> [Input material]:
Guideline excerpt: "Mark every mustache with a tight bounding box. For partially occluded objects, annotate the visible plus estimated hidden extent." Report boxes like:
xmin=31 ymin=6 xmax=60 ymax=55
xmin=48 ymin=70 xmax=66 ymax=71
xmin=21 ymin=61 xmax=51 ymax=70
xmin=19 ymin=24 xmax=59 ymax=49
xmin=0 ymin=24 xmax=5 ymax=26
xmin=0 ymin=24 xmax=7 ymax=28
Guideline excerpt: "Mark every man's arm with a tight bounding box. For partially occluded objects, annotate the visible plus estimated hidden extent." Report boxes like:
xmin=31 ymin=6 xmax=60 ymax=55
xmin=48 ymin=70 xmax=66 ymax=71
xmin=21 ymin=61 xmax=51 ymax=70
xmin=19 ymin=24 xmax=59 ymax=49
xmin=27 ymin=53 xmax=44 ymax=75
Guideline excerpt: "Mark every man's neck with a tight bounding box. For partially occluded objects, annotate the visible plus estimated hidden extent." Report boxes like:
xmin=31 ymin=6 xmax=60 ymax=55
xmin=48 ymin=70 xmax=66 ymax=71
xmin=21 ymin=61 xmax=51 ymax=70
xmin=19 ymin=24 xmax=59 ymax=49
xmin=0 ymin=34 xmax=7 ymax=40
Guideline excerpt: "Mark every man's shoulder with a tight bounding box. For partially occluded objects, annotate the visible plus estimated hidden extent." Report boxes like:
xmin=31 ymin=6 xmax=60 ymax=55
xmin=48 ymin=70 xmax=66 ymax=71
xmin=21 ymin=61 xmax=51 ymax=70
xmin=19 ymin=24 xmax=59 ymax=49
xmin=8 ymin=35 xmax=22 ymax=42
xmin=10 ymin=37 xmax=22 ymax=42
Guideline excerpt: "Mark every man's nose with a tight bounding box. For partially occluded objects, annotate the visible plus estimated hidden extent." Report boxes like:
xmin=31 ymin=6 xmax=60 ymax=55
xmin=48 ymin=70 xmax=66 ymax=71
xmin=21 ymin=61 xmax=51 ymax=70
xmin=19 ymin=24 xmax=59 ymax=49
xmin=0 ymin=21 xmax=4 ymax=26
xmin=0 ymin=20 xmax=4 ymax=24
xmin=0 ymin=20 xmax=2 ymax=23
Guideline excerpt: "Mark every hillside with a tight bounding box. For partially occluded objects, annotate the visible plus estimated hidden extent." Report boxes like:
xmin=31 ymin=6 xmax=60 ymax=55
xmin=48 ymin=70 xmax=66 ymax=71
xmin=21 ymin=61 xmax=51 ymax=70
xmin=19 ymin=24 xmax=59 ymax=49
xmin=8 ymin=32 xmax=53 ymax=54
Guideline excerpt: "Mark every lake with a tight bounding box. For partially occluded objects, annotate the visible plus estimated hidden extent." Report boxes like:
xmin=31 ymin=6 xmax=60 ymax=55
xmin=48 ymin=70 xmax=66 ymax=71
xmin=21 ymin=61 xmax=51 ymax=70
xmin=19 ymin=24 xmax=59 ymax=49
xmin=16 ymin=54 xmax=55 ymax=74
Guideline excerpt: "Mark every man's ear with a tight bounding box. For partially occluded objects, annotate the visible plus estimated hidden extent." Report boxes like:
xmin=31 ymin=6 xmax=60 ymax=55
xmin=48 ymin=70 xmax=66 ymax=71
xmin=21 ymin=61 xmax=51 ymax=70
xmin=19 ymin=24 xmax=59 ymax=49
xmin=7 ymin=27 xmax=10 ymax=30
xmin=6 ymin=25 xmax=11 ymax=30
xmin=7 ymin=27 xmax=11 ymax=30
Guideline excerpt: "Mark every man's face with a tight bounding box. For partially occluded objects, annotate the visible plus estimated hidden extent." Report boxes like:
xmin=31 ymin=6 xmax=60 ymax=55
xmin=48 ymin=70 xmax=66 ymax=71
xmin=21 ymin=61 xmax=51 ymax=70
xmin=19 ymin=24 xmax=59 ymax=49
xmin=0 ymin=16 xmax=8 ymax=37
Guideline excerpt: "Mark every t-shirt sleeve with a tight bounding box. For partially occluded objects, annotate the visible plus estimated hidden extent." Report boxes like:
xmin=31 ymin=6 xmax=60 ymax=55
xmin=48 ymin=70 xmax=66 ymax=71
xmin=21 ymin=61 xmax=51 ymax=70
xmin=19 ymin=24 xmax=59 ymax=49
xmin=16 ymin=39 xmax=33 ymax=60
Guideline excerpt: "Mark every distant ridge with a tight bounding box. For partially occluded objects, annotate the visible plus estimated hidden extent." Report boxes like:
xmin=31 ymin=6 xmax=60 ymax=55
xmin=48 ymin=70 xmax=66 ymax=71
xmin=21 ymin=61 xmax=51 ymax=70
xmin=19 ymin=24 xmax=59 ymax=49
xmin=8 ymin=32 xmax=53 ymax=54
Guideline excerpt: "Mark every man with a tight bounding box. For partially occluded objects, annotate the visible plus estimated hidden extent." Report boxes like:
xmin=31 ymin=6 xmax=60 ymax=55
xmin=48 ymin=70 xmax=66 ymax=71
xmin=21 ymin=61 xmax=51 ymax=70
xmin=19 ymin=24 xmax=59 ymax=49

> [Requirement]:
Would you transcribe the records above exactly, leaving nothing out?

> [Exercise output]:
Guideline excerpt: "Mark every mustache with a tight bounding box. For partially occluded objects, annotate the visible plus estimated hidden extent." Report boxes like:
xmin=31 ymin=6 xmax=60 ymax=55
xmin=48 ymin=70 xmax=66 ymax=71
xmin=21 ymin=61 xmax=51 ymax=70
xmin=19 ymin=24 xmax=59 ymax=49
xmin=0 ymin=24 xmax=5 ymax=26
xmin=0 ymin=24 xmax=7 ymax=28
Guideline excerpt: "Mark every man's arm with a tight bounding box. For partially occluded objects, annotate the visible plus estimated hidden extent." Report boxes like:
xmin=31 ymin=6 xmax=60 ymax=55
xmin=48 ymin=70 xmax=66 ymax=71
xmin=21 ymin=61 xmax=51 ymax=70
xmin=19 ymin=24 xmax=59 ymax=49
xmin=27 ymin=53 xmax=44 ymax=75
Guideline excerpt: "Mark every man's neck with a tight bounding box. For partially occluded objects, annotate the visible plus estimated hidden extent." Report boxes like:
xmin=31 ymin=6 xmax=60 ymax=55
xmin=48 ymin=70 xmax=66 ymax=71
xmin=21 ymin=61 xmax=51 ymax=70
xmin=19 ymin=24 xmax=59 ymax=49
xmin=0 ymin=34 xmax=7 ymax=40
Guideline excerpt: "Mark every man's shoulder with a tight bounding box. For partially occluded objects, annotate the visible plus estimated hidden extent." Report boxes like:
xmin=31 ymin=6 xmax=60 ymax=55
xmin=48 ymin=70 xmax=66 ymax=71
xmin=21 ymin=61 xmax=51 ymax=70
xmin=19 ymin=24 xmax=59 ymax=49
xmin=8 ymin=35 xmax=22 ymax=42
xmin=10 ymin=37 xmax=22 ymax=42
Guideline excerpt: "Mark every man's nose with a tight bounding box. For partially occluded objects, annotate the visible plus estimated hidden extent." Report boxes like:
xmin=31 ymin=6 xmax=60 ymax=55
xmin=48 ymin=70 xmax=66 ymax=71
xmin=21 ymin=61 xmax=51 ymax=70
xmin=19 ymin=24 xmax=59 ymax=49
xmin=0 ymin=21 xmax=4 ymax=26
xmin=0 ymin=20 xmax=4 ymax=24
xmin=0 ymin=20 xmax=2 ymax=23
Guideline excerpt: "Mark every hillside with a tight bounding box. For partially occluded objects, annotate the visible plus estimated hidden extent." Report boxes like:
xmin=31 ymin=6 xmax=60 ymax=55
xmin=48 ymin=70 xmax=66 ymax=71
xmin=21 ymin=61 xmax=51 ymax=70
xmin=19 ymin=24 xmax=59 ymax=49
xmin=8 ymin=32 xmax=53 ymax=54
Guideline excerpt: "Mark every lake with a tight bounding box. For partially occluded objects, annotate the visible plus estimated hidden extent." Report boxes like:
xmin=31 ymin=6 xmax=60 ymax=55
xmin=48 ymin=70 xmax=66 ymax=71
xmin=21 ymin=61 xmax=51 ymax=70
xmin=19 ymin=24 xmax=59 ymax=49
xmin=16 ymin=54 xmax=55 ymax=74
Guideline excerpt: "Mark every man's ear with a tight bounding box. For partially occluded objects, annotate the visible plus estimated hidden extent." Report boxes like:
xmin=31 ymin=6 xmax=60 ymax=55
xmin=48 ymin=70 xmax=66 ymax=71
xmin=21 ymin=61 xmax=51 ymax=70
xmin=19 ymin=24 xmax=59 ymax=49
xmin=7 ymin=27 xmax=10 ymax=30
xmin=6 ymin=25 xmax=11 ymax=30
xmin=7 ymin=27 xmax=11 ymax=30
Guideline excerpt: "Mark every man's face with a tight bounding box. For partially occluded objects, annotate the visible plus estimated hidden extent." Report boxes like:
xmin=31 ymin=6 xmax=60 ymax=55
xmin=48 ymin=70 xmax=66 ymax=71
xmin=21 ymin=61 xmax=51 ymax=70
xmin=19 ymin=24 xmax=59 ymax=49
xmin=0 ymin=16 xmax=8 ymax=37
Guideline excerpt: "Mark every t-shirt sleeve with a tight bounding box. For partially occluded objects, annotate the visible plus estimated hidden extent." Report boxes like:
xmin=31 ymin=6 xmax=60 ymax=55
xmin=48 ymin=70 xmax=66 ymax=71
xmin=21 ymin=61 xmax=51 ymax=70
xmin=19 ymin=24 xmax=59 ymax=49
xmin=16 ymin=39 xmax=33 ymax=60
Guideline excerpt: "Mark every distant ridge with a tight bounding box. For partially occluded objects, annotate the visible plus estimated hidden extent." Report boxes like:
xmin=31 ymin=6 xmax=60 ymax=55
xmin=48 ymin=70 xmax=66 ymax=71
xmin=21 ymin=61 xmax=51 ymax=70
xmin=19 ymin=24 xmax=59 ymax=49
xmin=8 ymin=32 xmax=53 ymax=54
Guideline excerpt: "Mark every man with a tight bounding box. For partially occluded objects, annotate the visible plus estimated hidden extent." Report boxes like:
xmin=31 ymin=6 xmax=60 ymax=55
xmin=48 ymin=70 xmax=66 ymax=71
xmin=21 ymin=61 xmax=51 ymax=70
xmin=19 ymin=24 xmax=59 ymax=49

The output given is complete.